Data lines
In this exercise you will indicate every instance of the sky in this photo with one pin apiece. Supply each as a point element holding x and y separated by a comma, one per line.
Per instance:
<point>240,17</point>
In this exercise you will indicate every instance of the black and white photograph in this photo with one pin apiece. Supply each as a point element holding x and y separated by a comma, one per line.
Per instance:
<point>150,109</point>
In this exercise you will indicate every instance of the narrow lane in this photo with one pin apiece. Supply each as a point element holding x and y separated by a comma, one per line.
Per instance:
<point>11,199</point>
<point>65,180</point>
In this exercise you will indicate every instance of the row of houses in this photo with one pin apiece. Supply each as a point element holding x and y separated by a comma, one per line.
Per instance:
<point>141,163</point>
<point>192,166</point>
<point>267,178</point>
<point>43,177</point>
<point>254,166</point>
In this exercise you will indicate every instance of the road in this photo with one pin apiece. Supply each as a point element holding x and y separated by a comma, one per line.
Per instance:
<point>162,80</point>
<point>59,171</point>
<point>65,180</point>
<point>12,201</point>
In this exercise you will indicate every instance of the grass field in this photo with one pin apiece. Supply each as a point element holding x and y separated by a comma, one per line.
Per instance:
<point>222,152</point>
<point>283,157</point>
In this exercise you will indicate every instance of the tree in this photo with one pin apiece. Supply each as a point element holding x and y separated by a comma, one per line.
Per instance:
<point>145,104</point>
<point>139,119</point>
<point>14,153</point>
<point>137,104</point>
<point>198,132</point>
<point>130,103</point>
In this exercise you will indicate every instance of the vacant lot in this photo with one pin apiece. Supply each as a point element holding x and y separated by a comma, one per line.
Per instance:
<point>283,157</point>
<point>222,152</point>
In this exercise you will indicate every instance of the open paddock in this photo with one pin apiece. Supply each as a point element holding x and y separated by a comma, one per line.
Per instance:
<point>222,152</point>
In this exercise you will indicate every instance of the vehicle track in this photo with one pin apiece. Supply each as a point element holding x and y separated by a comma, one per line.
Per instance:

§ **Task**
Please put every line of the records above into a JSON list of strings, with one string per line and blank lines left out.

§ **Expected answer**
[
  "In this exercise you will indicate every instance of the sky in this photo with one pin apiece. Supply each as a point element holding x and y separated by a comma, one per line.",
  "Per instance:",
  "<point>240,17</point>",
  "In this exercise you will indicate every instance of the black and white photograph in this photo with one pin apiece. Supply each as a point element holding x and y separated by a comma, one per line.",
  "Per instance:",
  "<point>150,109</point>",
  "In this exercise you will indicate every instance of the narrow lane in this photo with one pin apiece. Supply each as a point element holding x and y separated by a comma, one per line.",
  "Per instance:",
  "<point>11,199</point>",
  "<point>65,180</point>",
  "In this exercise you will indicate every instance of the row of houses in this photo with one pin apiece. Supply each as a point element holding x and y separated by a comma, one per line.",
  "Per instance:",
  "<point>141,163</point>",
  "<point>192,166</point>",
  "<point>267,178</point>",
  "<point>43,177</point>",
  "<point>254,166</point>",
  "In this exercise you will indicate every instance of the road in this photo with one pin apiece. Supply each as a point element holding x and y separated by a comma, one per line.",
  "Per instance:",
  "<point>162,80</point>",
  "<point>59,171</point>",
  "<point>65,180</point>",
  "<point>12,201</point>",
  "In this exercise you will indicate every instance of the grass field in this photo with one pin apiece. Supply each as a point element holding x and y separated by a comma, one per line.",
  "Per instance:",
  "<point>222,152</point>",
  "<point>283,157</point>",
  "In this exercise you will indicate every instance of the tree in this photo with one pin apiece. Supply each as a point element holding x and y separated by a comma, one per line.",
  "Per instance:",
  "<point>145,104</point>",
  "<point>139,119</point>",
  "<point>14,153</point>",
  "<point>137,104</point>",
  "<point>198,132</point>",
  "<point>130,103</point>",
  "In this exercise you will indicate every instance of the vacant lot in this photo with one pin apiece. Supply each as a point element holding x and y separated by a comma, one per line.",
  "Per instance:",
  "<point>283,157</point>",
  "<point>222,152</point>",
  "In this exercise you will indicate every instance of the open paddock in this photo with one pin apiece. Supply each as a point element holding x and y separated by a comma, one per line.",
  "Per instance:",
  "<point>222,152</point>",
  "In this exercise you will indicate every instance of the vehicle track in this photo with one pin apiece. Supply each as a point element holding x and y separated by a comma, one per line.",
  "Per instance:"
]